BEGIN

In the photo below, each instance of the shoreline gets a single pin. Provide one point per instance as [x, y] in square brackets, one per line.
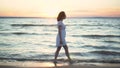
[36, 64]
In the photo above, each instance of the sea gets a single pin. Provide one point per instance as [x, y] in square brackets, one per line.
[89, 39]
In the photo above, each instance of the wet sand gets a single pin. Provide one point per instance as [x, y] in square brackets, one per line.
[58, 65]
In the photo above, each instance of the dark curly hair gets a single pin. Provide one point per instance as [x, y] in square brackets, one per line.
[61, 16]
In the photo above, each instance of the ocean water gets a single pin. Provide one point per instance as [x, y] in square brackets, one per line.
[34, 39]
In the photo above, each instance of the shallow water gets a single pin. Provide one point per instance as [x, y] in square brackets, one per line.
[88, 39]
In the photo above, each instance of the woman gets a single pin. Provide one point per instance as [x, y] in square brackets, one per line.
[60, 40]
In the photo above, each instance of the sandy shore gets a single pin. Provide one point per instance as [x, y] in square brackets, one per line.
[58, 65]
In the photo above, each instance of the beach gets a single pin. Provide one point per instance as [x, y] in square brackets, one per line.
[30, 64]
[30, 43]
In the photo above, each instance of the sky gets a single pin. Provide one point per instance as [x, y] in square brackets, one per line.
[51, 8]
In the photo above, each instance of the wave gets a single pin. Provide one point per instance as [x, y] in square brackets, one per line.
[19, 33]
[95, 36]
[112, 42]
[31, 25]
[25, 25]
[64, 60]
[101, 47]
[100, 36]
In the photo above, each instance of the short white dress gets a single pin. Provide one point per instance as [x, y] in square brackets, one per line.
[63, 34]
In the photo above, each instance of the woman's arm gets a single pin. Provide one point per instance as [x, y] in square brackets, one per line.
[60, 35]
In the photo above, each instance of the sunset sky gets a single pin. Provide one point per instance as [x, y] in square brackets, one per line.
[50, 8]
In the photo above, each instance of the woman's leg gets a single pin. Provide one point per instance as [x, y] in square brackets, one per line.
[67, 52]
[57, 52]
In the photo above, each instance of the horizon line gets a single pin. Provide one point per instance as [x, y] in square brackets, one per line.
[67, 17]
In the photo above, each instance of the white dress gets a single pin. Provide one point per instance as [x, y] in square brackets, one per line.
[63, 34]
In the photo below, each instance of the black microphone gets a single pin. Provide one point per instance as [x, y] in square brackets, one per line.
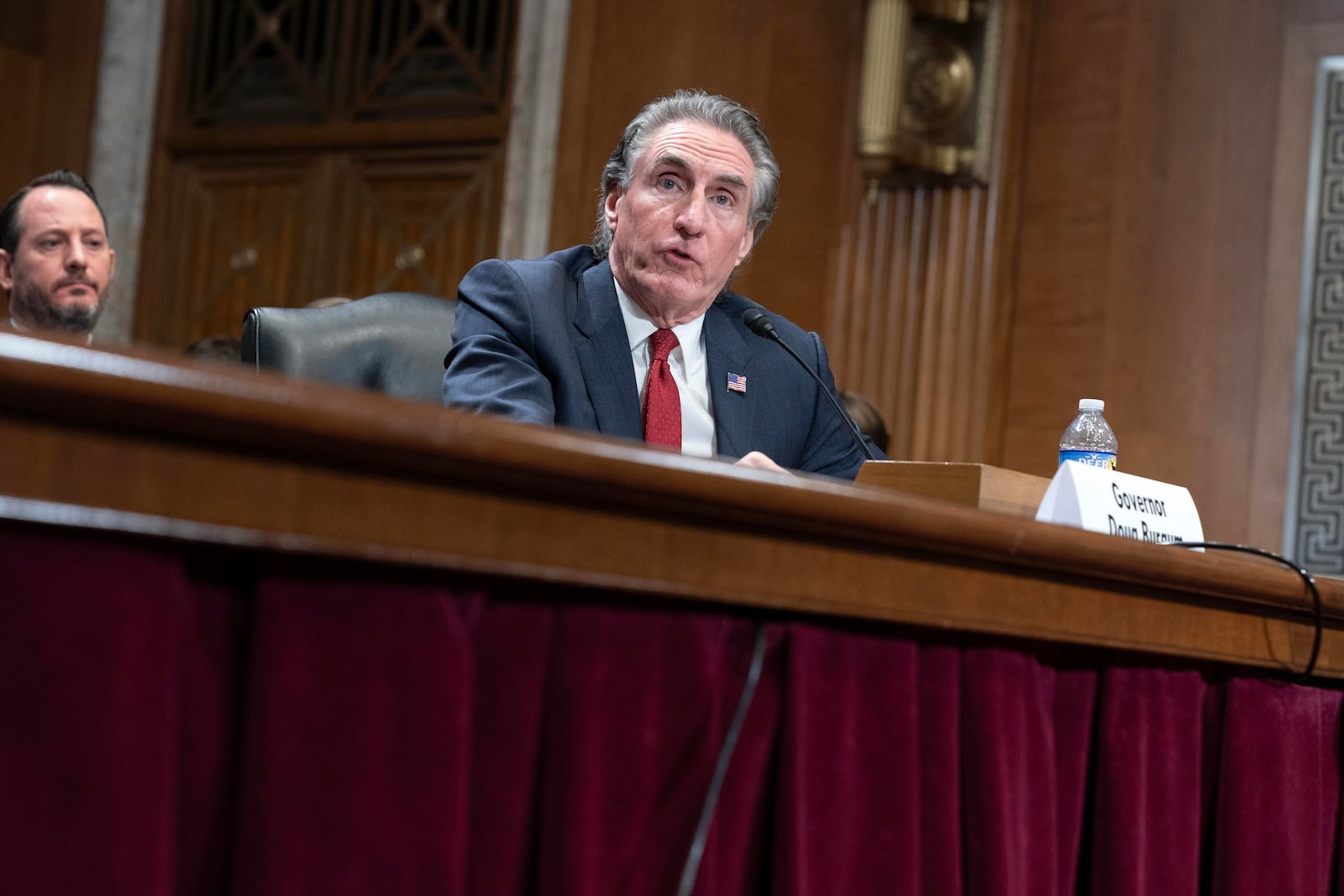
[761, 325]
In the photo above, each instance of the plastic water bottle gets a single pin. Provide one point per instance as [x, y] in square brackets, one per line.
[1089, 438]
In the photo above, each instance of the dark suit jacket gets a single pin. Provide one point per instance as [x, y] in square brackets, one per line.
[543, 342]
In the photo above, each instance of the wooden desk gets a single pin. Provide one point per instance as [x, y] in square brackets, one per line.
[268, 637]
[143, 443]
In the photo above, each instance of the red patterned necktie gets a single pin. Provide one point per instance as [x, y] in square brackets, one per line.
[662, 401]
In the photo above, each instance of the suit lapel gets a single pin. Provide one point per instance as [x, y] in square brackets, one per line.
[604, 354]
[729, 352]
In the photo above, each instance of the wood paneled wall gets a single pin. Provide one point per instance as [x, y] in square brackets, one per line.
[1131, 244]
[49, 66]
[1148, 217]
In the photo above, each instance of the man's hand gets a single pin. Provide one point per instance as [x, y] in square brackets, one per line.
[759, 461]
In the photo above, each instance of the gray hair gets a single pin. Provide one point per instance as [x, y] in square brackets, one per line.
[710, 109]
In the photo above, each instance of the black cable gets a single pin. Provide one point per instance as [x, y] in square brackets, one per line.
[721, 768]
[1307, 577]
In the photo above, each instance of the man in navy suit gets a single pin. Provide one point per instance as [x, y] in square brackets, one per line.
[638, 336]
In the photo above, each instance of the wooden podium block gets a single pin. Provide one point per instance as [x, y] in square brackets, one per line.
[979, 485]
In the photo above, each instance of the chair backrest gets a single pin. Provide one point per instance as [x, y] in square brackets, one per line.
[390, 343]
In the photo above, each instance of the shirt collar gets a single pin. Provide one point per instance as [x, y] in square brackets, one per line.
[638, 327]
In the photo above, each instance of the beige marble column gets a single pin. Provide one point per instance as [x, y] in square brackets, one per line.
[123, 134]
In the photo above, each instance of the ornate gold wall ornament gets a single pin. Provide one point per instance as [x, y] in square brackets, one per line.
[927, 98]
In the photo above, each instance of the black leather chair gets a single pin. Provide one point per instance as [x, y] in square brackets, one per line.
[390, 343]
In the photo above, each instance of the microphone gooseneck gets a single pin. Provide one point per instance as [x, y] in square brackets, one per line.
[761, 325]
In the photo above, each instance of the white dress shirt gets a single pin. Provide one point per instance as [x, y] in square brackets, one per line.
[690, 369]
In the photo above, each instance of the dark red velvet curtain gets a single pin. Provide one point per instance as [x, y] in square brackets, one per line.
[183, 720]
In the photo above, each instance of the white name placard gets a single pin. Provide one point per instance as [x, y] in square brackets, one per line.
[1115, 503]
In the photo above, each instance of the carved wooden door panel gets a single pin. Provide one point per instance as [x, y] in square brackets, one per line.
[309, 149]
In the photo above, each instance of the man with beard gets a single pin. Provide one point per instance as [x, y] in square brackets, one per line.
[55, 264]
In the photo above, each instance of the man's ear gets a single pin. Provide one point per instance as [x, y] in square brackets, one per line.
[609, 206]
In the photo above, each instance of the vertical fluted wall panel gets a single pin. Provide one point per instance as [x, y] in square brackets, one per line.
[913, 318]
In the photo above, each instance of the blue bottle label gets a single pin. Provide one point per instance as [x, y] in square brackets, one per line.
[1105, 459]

END
BEGIN

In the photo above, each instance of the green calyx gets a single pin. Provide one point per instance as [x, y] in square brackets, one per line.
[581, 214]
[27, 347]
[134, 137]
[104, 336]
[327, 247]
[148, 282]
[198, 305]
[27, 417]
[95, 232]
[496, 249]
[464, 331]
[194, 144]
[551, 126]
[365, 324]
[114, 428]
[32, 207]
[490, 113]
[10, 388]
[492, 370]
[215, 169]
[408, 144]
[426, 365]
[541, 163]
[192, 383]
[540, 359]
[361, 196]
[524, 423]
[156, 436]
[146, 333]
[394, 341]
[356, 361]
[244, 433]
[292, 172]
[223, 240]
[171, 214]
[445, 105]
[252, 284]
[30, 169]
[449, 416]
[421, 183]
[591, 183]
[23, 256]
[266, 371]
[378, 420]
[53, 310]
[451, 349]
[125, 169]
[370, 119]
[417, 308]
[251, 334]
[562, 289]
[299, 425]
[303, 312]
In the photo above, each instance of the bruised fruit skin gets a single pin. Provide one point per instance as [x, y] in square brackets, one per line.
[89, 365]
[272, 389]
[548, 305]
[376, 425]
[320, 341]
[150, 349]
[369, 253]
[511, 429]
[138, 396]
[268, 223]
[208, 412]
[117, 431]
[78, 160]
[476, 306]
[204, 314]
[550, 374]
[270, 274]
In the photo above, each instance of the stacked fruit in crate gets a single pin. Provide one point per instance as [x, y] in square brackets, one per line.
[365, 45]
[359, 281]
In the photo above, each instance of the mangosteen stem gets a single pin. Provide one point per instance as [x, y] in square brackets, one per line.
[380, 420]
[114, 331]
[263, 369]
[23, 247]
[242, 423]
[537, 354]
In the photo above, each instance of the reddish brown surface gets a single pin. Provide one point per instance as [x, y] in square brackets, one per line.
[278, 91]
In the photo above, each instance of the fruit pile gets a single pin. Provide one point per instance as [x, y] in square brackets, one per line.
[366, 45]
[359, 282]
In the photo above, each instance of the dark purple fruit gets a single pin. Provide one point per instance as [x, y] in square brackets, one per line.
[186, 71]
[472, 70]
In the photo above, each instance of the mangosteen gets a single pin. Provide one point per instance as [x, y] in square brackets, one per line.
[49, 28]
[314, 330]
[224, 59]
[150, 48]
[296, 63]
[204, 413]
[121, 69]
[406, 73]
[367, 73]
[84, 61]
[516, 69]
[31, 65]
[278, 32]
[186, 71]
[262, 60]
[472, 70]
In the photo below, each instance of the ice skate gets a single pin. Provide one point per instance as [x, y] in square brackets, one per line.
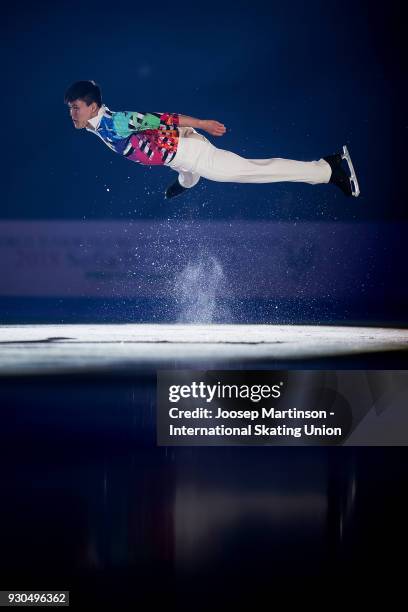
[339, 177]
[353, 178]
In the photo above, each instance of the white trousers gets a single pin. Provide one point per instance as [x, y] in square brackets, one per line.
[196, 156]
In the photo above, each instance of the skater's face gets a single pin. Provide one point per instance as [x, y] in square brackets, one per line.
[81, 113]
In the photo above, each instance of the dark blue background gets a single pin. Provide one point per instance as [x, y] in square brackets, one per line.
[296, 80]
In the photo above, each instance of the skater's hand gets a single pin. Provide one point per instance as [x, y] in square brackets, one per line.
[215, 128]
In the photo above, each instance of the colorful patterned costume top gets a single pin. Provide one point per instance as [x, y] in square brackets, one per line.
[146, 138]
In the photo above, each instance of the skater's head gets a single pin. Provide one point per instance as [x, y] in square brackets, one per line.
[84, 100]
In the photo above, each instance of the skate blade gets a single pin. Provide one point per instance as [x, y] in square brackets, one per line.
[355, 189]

END

■ Aim
Recast the stretch of material from the line containing "In the photo above, each instance of the blue" through the line containing "[1105, 459]", both lines included, as a JSON list of strings with one string per line and blank lines omitted.

■ Exercise output
[
  "In the photo above, each instance of the blue bottle label gets a single pin. Provide one point per instance as [x, y] in square brackets, one per line.",
  "[1105, 459]"
]